## Your instructions
From the records below, print exactly the lines starting at the one containing "Annotation task — mark the chin" and ending at the one containing "Annotation task — mark the lips", ends included, and nothing else.

## Extracted data
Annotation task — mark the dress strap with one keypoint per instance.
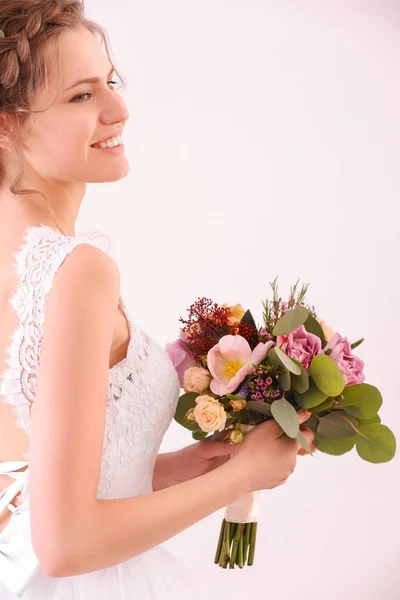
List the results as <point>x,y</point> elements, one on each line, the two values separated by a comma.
<point>6,496</point>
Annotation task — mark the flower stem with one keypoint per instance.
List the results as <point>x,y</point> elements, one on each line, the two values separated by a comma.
<point>246,541</point>
<point>240,553</point>
<point>220,540</point>
<point>253,537</point>
<point>235,546</point>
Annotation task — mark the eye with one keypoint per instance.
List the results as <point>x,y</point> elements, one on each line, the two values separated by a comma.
<point>81,97</point>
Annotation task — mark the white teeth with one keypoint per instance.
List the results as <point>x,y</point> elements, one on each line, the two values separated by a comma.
<point>111,142</point>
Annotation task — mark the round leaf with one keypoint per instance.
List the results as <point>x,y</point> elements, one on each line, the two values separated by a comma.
<point>324,406</point>
<point>376,443</point>
<point>362,422</point>
<point>287,362</point>
<point>362,400</point>
<point>286,416</point>
<point>327,375</point>
<point>291,321</point>
<point>312,397</point>
<point>337,425</point>
<point>335,447</point>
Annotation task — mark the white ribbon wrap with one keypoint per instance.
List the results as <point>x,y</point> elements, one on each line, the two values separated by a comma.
<point>246,508</point>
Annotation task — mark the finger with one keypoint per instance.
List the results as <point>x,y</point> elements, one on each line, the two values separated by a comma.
<point>303,451</point>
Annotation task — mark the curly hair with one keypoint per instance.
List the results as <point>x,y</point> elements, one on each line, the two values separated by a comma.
<point>31,28</point>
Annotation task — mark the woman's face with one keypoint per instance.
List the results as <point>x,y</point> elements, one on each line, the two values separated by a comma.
<point>58,147</point>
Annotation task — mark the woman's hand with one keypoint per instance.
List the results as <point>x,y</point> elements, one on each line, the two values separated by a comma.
<point>205,456</point>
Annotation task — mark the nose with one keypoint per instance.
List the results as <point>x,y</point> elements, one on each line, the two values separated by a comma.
<point>115,109</point>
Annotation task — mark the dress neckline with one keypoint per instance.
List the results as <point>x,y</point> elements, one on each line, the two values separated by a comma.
<point>42,228</point>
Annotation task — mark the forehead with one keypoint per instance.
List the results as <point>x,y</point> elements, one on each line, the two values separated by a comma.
<point>81,56</point>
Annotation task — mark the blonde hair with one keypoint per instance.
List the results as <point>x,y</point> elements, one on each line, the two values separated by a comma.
<point>31,28</point>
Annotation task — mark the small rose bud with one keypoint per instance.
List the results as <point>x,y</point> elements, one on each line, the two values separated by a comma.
<point>190,415</point>
<point>236,436</point>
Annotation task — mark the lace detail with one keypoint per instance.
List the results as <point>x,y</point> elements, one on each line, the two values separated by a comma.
<point>36,262</point>
<point>143,388</point>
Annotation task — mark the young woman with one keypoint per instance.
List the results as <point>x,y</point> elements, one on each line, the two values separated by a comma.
<point>86,395</point>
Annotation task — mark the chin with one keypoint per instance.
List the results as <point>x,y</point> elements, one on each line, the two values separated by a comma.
<point>114,175</point>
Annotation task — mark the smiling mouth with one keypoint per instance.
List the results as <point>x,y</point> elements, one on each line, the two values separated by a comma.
<point>112,142</point>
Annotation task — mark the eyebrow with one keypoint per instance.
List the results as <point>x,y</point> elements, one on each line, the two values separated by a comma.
<point>88,80</point>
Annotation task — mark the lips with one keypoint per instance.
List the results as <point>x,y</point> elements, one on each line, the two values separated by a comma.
<point>108,137</point>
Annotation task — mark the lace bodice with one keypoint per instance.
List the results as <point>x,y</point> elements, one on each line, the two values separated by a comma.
<point>143,388</point>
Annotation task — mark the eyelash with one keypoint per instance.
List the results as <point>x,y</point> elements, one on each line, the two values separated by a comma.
<point>89,94</point>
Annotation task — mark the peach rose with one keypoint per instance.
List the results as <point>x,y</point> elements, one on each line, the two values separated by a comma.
<point>328,331</point>
<point>209,414</point>
<point>196,379</point>
<point>237,311</point>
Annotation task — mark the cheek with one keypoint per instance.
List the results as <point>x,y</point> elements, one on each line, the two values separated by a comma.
<point>60,147</point>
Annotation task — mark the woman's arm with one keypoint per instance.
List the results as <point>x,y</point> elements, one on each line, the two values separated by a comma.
<point>107,532</point>
<point>191,461</point>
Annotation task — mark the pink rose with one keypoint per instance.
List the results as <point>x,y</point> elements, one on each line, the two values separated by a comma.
<point>300,345</point>
<point>180,356</point>
<point>351,366</point>
<point>231,360</point>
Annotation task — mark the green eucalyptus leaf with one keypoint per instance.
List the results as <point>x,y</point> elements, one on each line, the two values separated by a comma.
<point>290,321</point>
<point>327,375</point>
<point>248,319</point>
<point>376,443</point>
<point>287,362</point>
<point>312,397</point>
<point>261,407</point>
<point>334,446</point>
<point>312,422</point>
<point>362,400</point>
<point>337,425</point>
<point>185,403</point>
<point>312,326</point>
<point>300,383</point>
<point>286,416</point>
<point>357,343</point>
<point>362,422</point>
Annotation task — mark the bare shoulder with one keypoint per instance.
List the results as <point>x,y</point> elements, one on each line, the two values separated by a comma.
<point>87,264</point>
<point>68,416</point>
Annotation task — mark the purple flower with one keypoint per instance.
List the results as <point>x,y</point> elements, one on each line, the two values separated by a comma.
<point>351,366</point>
<point>181,357</point>
<point>300,345</point>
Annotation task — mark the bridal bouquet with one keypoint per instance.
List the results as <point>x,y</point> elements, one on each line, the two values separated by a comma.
<point>236,375</point>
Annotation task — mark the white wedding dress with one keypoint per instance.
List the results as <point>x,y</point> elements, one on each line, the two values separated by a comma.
<point>143,392</point>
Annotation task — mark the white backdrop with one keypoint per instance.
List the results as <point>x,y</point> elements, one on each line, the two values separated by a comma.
<point>264,140</point>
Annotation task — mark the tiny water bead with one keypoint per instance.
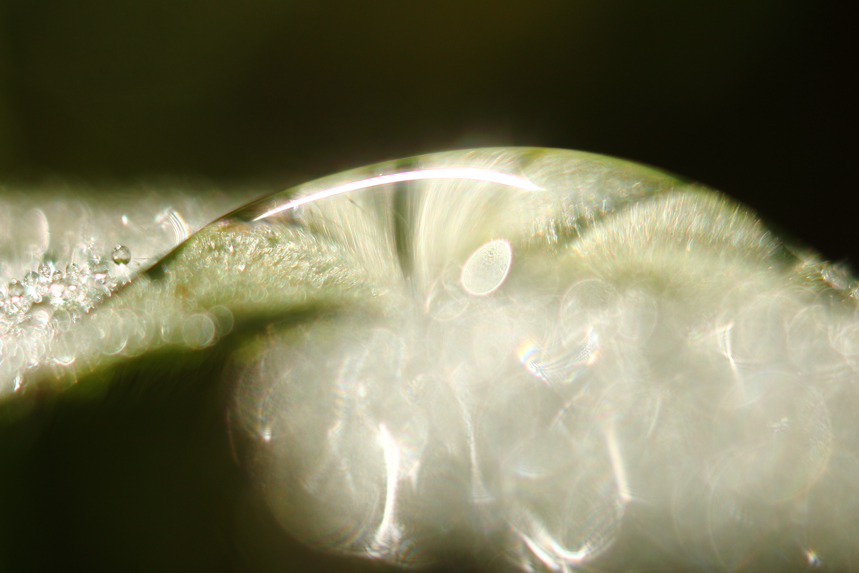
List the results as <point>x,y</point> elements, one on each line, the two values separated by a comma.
<point>121,255</point>
<point>551,359</point>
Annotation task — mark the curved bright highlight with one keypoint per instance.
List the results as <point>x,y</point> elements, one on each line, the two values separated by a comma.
<point>469,173</point>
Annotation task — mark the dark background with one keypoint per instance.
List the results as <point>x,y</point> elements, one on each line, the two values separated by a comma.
<point>755,98</point>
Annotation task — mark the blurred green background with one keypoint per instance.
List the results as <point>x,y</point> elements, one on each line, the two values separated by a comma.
<point>752,97</point>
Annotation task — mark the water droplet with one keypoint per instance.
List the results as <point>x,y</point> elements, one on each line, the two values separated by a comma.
<point>16,289</point>
<point>121,255</point>
<point>487,268</point>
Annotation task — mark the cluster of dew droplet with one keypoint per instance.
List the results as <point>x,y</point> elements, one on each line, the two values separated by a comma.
<point>46,302</point>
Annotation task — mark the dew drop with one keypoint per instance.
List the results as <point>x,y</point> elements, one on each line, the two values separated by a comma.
<point>121,255</point>
<point>16,289</point>
<point>487,268</point>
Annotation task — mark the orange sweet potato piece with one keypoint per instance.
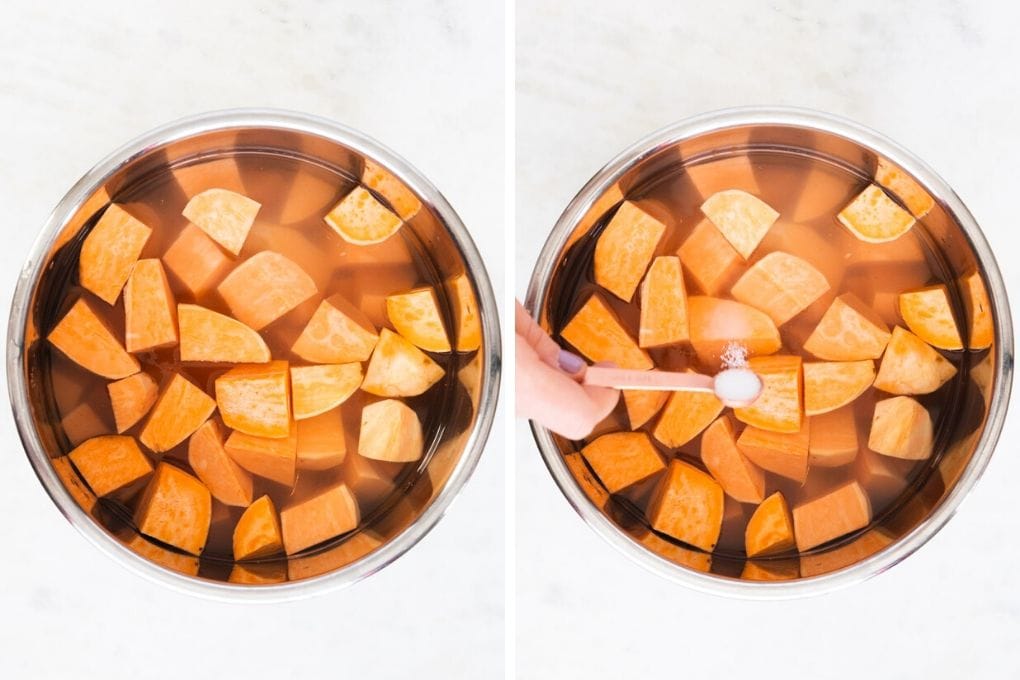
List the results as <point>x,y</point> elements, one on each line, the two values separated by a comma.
<point>181,409</point>
<point>597,332</point>
<point>87,341</point>
<point>624,249</point>
<point>265,286</point>
<point>175,509</point>
<point>687,506</point>
<point>255,399</point>
<point>109,252</point>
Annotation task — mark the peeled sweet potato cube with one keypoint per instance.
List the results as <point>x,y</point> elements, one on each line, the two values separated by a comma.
<point>780,284</point>
<point>175,509</point>
<point>770,528</point>
<point>109,252</point>
<point>211,336</point>
<point>265,286</point>
<point>181,409</point>
<point>132,398</point>
<point>835,514</point>
<point>399,369</point>
<point>257,533</point>
<point>226,216</point>
<point>227,481</point>
<point>597,332</point>
<point>624,248</point>
<point>319,518</point>
<point>87,341</point>
<point>741,217</point>
<point>337,333</point>
<point>110,464</point>
<point>622,459</point>
<point>687,506</point>
<point>255,399</point>
<point>740,478</point>
<point>415,315</point>
<point>390,431</point>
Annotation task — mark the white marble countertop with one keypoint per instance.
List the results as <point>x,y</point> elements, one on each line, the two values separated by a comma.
<point>78,80</point>
<point>939,77</point>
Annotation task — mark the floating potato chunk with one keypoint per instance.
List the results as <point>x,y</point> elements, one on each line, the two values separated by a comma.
<point>360,219</point>
<point>175,509</point>
<point>226,216</point>
<point>257,533</point>
<point>874,217</point>
<point>830,384</point>
<point>902,428</point>
<point>131,399</point>
<point>835,514</point>
<point>87,341</point>
<point>850,330</point>
<point>911,366</point>
<point>227,481</point>
<point>624,249</point>
<point>255,399</point>
<point>663,305</point>
<point>210,336</point>
<point>332,513</point>
<point>399,369</point>
<point>743,218</point>
<point>596,331</point>
<point>110,251</point>
<point>687,506</point>
<point>740,478</point>
<point>622,459</point>
<point>390,431</point>
<point>180,410</point>
<point>415,315</point>
<point>780,284</point>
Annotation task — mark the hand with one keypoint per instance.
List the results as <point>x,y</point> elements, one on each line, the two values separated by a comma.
<point>549,390</point>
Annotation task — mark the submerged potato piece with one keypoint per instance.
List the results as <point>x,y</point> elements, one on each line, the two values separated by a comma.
<point>390,431</point>
<point>109,252</point>
<point>175,509</point>
<point>211,336</point>
<point>687,506</point>
<point>743,218</point>
<point>226,216</point>
<point>624,249</point>
<point>911,366</point>
<point>835,514</point>
<point>255,399</point>
<point>180,410</point>
<point>87,341</point>
<point>265,286</point>
<point>596,331</point>
<point>901,427</point>
<point>874,217</point>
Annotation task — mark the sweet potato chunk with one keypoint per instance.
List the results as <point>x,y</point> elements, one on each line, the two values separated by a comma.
<point>181,410</point>
<point>227,481</point>
<point>740,478</point>
<point>390,431</point>
<point>175,509</point>
<point>257,533</point>
<point>329,514</point>
<point>596,331</point>
<point>624,249</point>
<point>622,459</point>
<point>399,369</point>
<point>109,252</point>
<point>687,506</point>
<point>255,399</point>
<point>132,398</point>
<point>87,341</point>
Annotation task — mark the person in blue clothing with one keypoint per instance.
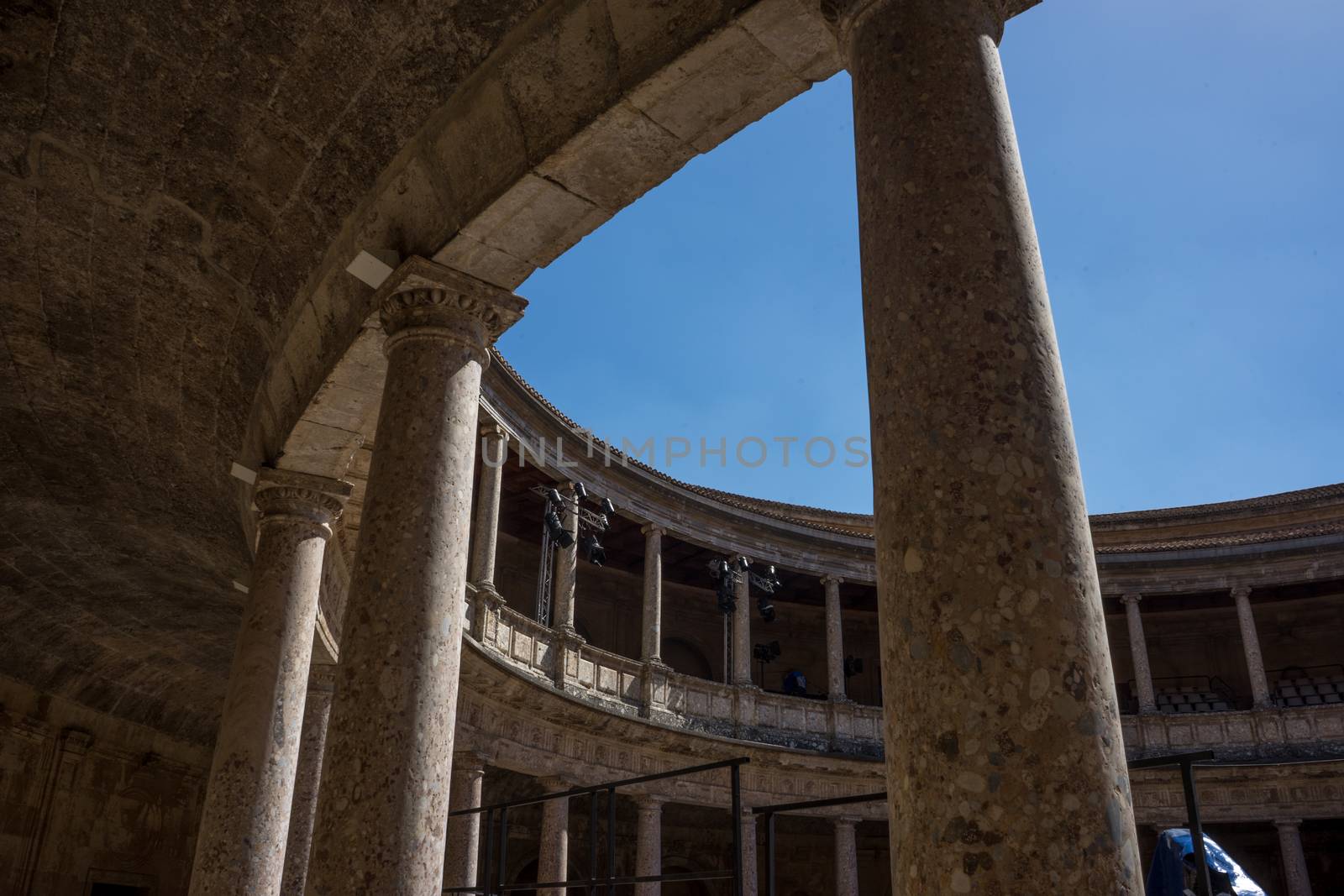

## Solved exercise
Annotation task — mark the chin with one keypoint per instance.
List the results as <point>x,y</point> elements, one on each line, the two values separated by a comma.
<point>114,175</point>
Annotation task — mark the smiling mouth with one keypoint per instance.
List the results as <point>x,y</point> elements, one on each line, the two values separated by a comma.
<point>112,142</point>
Annotation task — mark the eyebrow with one keypoint per instance.
List the results as <point>x,y</point> elements, one on each line, the two values separated by a comma.
<point>88,80</point>
Annotation task — mark the lips with one keypoint per instance.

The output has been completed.